Document text =>
The Pirelli Cinturato is a Pirelli-developed car tyre that was the first example of a wrap-around radial tyre structure.  It was used to good effect in motorsport, and most modern tyres are based upon the design. The five-times Formula One World Champion Juan Manuel Fangio called the Pirelli Cinturato "Extraordinary" and raced on it many times in the remainder of his career.

History 

First developed in 1952 under the name Pirelli Cintura, taking the name Cinturato in 1963, the tyre was composed of two or three carcass plies of cords laid at an angle of 90 degrees to the beads, and a belt of several plies laid circumferentially under the tread. Without a belt, the 90-degree plies would produce a casing which would greatly increase its sectional height on inflation. The belt, being inextensible, prevented the casing increasing in height when inflated, and the inflated tyre maintained almost the same dimensions as in the mould in which it went through vulcanisation. The belt was kept under tension, and the tread retained its flatter profile even when the tyre was inflated.

The Pirelli Cinturato may be compared to a wheel in which the rim is attached to the hub by means of fine spokes. The tread and belt are in effect the rim; the 90-degree or radial cord plies are the spokes; and the bead is the hub. The inextensible belt and the radial casing cords were the combined factors which gave the Cinturato tyre its special properties.
The different geometric arrangement of the Cinturato carcass resulted in greater deformation (bulging) in the area of the tyre section which is under load, as opposed to previous radial tyres of the period. This caused no disadvantage and did not result in greater tyre casing fatigue. Rather than having the dynamic wave form behind the road contact area, it instead formed on the side wall, increasing stability whilst also allowing the heat generated by cornering and braking to be easily dispersed.

What to work on =>
(1) Write out the Pirelli Cinturato text between "The Pirelli Cinturato may" and "be easily dispersed.", inclusive.
(2) In the entries below, pick out every line that contains the word "backpack".

Saved dataset items
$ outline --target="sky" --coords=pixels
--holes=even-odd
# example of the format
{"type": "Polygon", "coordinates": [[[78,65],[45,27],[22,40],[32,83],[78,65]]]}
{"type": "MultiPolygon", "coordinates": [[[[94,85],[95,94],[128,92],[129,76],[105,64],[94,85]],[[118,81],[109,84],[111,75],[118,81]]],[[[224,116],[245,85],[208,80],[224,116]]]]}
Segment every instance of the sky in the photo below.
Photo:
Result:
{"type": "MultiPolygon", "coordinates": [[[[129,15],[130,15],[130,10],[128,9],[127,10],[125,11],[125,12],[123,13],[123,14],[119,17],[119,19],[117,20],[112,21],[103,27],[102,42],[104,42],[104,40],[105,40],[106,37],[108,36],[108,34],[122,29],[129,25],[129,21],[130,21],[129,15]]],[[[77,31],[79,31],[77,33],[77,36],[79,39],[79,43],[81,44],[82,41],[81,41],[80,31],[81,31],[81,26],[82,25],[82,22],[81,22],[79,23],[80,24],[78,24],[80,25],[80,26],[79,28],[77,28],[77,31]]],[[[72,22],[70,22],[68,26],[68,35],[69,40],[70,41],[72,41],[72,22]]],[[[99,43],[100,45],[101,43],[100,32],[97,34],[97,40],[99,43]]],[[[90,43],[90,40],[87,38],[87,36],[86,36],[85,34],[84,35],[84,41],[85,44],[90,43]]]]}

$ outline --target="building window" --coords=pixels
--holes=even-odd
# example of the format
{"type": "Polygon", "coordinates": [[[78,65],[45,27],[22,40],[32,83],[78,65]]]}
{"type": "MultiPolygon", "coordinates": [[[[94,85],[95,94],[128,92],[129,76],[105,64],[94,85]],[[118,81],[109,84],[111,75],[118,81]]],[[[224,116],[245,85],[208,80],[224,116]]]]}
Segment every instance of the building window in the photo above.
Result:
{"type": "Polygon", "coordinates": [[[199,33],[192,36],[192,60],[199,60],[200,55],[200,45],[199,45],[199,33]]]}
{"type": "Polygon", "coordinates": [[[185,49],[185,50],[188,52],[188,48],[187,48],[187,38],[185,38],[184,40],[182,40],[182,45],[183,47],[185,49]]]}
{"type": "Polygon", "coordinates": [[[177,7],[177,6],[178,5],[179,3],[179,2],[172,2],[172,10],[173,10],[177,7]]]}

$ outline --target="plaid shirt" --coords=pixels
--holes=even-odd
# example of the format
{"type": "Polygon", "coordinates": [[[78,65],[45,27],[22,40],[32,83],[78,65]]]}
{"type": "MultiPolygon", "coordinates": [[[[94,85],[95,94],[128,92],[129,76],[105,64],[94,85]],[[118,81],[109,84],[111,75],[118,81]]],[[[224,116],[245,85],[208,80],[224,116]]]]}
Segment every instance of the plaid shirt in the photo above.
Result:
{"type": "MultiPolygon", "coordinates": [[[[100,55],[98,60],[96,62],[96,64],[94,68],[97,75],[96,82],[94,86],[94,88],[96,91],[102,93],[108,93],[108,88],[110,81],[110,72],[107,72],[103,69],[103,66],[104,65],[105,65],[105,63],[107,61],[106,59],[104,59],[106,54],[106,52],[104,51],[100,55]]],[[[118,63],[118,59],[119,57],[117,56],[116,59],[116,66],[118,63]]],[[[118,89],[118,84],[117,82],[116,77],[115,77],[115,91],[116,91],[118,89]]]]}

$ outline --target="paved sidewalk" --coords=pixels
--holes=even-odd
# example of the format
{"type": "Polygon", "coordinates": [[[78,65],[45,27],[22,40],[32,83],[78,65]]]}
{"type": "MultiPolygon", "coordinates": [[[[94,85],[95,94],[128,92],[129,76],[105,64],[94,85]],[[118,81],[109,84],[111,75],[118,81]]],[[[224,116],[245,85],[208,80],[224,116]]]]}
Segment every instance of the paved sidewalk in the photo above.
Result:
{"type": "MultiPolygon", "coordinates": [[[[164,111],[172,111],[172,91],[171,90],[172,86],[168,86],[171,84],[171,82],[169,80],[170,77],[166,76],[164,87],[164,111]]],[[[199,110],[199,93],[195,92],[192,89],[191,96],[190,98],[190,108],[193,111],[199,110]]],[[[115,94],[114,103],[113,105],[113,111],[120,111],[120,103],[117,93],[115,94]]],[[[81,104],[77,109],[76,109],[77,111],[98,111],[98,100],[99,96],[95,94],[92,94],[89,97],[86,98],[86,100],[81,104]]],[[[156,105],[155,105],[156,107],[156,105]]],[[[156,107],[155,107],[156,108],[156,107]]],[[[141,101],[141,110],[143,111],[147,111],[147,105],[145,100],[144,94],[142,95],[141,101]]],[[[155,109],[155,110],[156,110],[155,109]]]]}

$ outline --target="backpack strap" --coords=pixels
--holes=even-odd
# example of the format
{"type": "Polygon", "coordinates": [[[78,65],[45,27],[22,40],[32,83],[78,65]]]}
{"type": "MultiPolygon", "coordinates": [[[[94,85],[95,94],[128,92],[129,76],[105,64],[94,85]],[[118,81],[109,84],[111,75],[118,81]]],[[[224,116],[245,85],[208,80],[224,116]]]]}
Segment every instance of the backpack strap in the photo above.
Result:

Expected outputs =>
(1)
The Pirelli Cinturato may be compared to a wheel in which the rim is attached to the hub by means of fine spokes. The tread and belt are in effect the rim; the 90-degree or radial cord plies are the spokes; and the bead is the hub. The inextensible belt and the radial casing cords were the combined factors which gave the Cinturato tyre its special properties.
The different geometric arrangement of the Cinturato carcass resulted in greater deformation (bulging) in the area of the tyre section which is under load, as opposed to previous radial tyres of the period. This caused no disadvantage and did not result in greater tyre casing fatigue. Rather than having the dynamic wave form behind the road contact area, it instead formed on the side wall, increasing stability whilst also allowing the heat generated by cornering and braking to be easily dispersed.

(2)
$ outline --target="backpack strap" --coords=pixels
Segment every instance of the backpack strap in the photo above.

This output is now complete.